STATED GOAL: Carry none of the pictures over; set down the material below exactly.

Object location annotation data
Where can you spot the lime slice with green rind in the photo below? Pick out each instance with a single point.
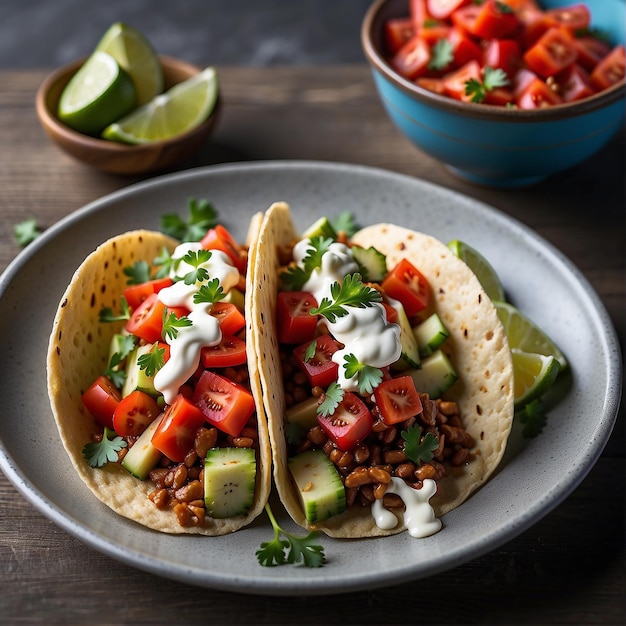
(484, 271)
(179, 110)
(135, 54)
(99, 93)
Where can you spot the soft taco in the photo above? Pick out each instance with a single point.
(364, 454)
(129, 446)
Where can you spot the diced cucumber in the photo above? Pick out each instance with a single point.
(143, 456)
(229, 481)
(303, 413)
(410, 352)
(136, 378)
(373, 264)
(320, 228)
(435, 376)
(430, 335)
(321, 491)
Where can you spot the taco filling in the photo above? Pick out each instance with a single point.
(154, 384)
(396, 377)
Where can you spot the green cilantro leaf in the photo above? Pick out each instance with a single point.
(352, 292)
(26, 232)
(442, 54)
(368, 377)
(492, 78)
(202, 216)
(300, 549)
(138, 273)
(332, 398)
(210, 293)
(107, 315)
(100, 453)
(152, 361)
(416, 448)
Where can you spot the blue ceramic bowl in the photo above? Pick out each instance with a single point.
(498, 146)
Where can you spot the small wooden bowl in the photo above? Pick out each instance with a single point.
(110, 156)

WORKED ANSWER:
Where can you spot the lime slice with green rind in the photo below? Pick out each instance with a single point.
(484, 271)
(179, 110)
(135, 54)
(99, 93)
Where can you spot the soft taco in the photo above? Pick out each instance with a single point.
(364, 454)
(129, 446)
Where can you spot the diced cucumber in the photo above? Pick out each instance with a single point.
(143, 456)
(229, 481)
(303, 413)
(410, 352)
(136, 378)
(373, 264)
(320, 228)
(435, 376)
(430, 335)
(321, 491)
Where can you spot the taco filling in the photo above? Pick out each instance with a single point.
(154, 384)
(396, 377)
Where can you spot the green cilantro leaf in the photo above? Pick out each instance with a single point.
(352, 292)
(26, 232)
(442, 54)
(368, 377)
(492, 78)
(202, 216)
(300, 549)
(138, 273)
(332, 398)
(210, 293)
(107, 315)
(100, 453)
(152, 361)
(416, 448)
Where can you spot the blue ceramic bowl in the photo above? Pick out each instance with a single point.
(498, 146)
Where can you spot the small wooden bowl in the photo above? Pick out each instance with a single point.
(110, 156)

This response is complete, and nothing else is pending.